Yargıtay Kararı 5. Ceza Dairesi 2021/7998 E. 2023/1703 K. 27.02.2023 T.

YARGITAY KARARI
DAİRE : 5. Ceza Dairesi
ESAS NO : 2021/7998
KARAR NO : 2023/1703
KARAR TARİHİ : 27.02.2023

İNCELENEN KARARIN
MAHKEMESİ :Asliye Ceza Mahkemesi

SUÇ : İcrai davranışla görevi kötüye kullanma
HÜKÜM : Mahkumiyet

Sanık hakkında kurulan hükmün; karar tarihi itibarıyla 6723 sayılı Danıştay Kanunu ile Bazı Kanunlarda Değişiklik Yapılmasına Dair Kanun’un (6723 sayılı Kanun) 33 üncü maddesiyle değişik 5320 sayılı Ceza Muhakemesi Kanununun Yürürlük ve Uygulama Şekli Hakkında Kanun’un (5320 sayılı Kanun) 8 inci maddesi gereği yürürlükte bulunan 1412 sayılı Ceza Muhakemeleri Usulü Kanunu’nun (1412 sayılı Kanun) 305 inci maddesince temyiz edilebilir olduğu, karar tarihinde yürürlükte bulunan 5271 sayılı Ceza Muhakemesi Kanunu’nun (5271 sayılı Kanun) 260 ıncı maddesinin birinci fıkrasınca temyiz edenin hükmü temyize hak ve yetkisinin bulunduğu, 1412 sayılı Kanun’un 310 uncu maddesi uyarınca temyiz isteğinin süresinde olduğu, aynı Kanun’un 317 nci maddesi gereğince temyiz isteğinin reddini gerektirir bir durumun bulunmadığı yapılan ön inceleme neticesinde tespit edilmekle, gereği düşünüldü:
I. HUKUKÎ SÜREÇ
1. Çivril Cumhuriyet Başsavcılığının, 29.05.2015 tarihli ve 2013/2459 Soruşturma, 2015/418 Esas, 2015/418 numaralı İddianamesiyle sanık hakkında icrai davranışla görevi kötüye kullanma suçundan 5237 sayılı Türk Ceza Kanunu’nun (5237 sayılı Kanun) 257 nci maddesinin birinci fıkrası uyarınca cezalandırılması 53 üncü maddesi gereği hak yoksunlukları uygulanması talebiyle kamu davası açılmıştır.

Görev a:
Kayıtlarda "Where can the grass" ifadesini içeren satırdan başlayıp kayıtların sonuna kadar uzanan satırları, "grass lawn" ifadesini "green lawn" olarak değiştirip yeniden yazın; diğer her şey aynı kalsın.

Veri bölümü:

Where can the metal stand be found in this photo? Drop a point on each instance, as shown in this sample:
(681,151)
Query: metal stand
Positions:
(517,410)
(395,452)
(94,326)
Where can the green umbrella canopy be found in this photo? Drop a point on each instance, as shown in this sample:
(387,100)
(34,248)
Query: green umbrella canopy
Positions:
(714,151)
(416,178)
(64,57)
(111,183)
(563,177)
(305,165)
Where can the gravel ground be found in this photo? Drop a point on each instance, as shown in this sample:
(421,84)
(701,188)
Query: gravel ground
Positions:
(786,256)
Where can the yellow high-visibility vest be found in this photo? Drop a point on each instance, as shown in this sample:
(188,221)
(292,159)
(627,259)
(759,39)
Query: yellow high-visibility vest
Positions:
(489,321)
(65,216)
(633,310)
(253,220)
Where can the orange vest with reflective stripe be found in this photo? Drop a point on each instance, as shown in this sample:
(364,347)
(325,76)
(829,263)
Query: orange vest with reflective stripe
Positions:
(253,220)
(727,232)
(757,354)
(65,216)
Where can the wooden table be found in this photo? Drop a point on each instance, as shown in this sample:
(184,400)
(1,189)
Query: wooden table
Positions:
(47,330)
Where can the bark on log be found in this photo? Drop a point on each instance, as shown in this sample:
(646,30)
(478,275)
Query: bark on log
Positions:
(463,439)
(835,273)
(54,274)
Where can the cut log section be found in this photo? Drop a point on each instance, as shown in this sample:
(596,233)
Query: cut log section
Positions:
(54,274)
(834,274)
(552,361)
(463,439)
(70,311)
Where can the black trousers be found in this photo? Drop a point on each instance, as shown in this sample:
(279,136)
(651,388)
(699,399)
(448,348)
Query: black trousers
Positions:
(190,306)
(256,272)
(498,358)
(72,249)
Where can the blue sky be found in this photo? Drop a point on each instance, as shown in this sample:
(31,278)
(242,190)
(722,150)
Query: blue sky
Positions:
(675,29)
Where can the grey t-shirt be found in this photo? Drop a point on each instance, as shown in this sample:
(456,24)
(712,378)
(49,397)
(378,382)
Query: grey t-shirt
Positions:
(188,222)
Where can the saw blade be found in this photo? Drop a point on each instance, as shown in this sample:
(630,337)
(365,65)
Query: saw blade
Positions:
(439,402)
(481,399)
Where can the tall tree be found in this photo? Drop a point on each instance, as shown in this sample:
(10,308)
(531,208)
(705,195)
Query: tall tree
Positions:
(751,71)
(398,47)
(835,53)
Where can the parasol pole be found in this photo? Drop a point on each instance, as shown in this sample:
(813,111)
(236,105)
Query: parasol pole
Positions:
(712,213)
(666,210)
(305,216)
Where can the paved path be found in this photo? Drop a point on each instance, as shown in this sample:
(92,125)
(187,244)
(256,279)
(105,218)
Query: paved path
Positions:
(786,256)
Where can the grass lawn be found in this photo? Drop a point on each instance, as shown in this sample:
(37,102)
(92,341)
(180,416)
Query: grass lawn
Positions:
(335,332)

Görev b:
Yargıtay kararına göre aşağıdaki soruları yanıtlayın:
(i) Kararın esas numarası nedir?
(ii) İddianameyi hangi başsavcılık düzenlemiştir?
(iii) Sanığın cezalandırılması 5237 sayılı Kanun'un hangi maddesinin birinci fıkrası uyarınca istenmiştir?

Doğru sonuç a:
Where can the green lawn be found in this photo? Drop a point on each instance, as shown in this sample:
(37,102)
(92,341)
(180,416)
Query: green lawn
Positions:
(335,332)

Doğru sonuç b:
(i) 2021/7998
(ii) Çivril Cumhuriyet Başsavcılığı
(iii) 257 nci madde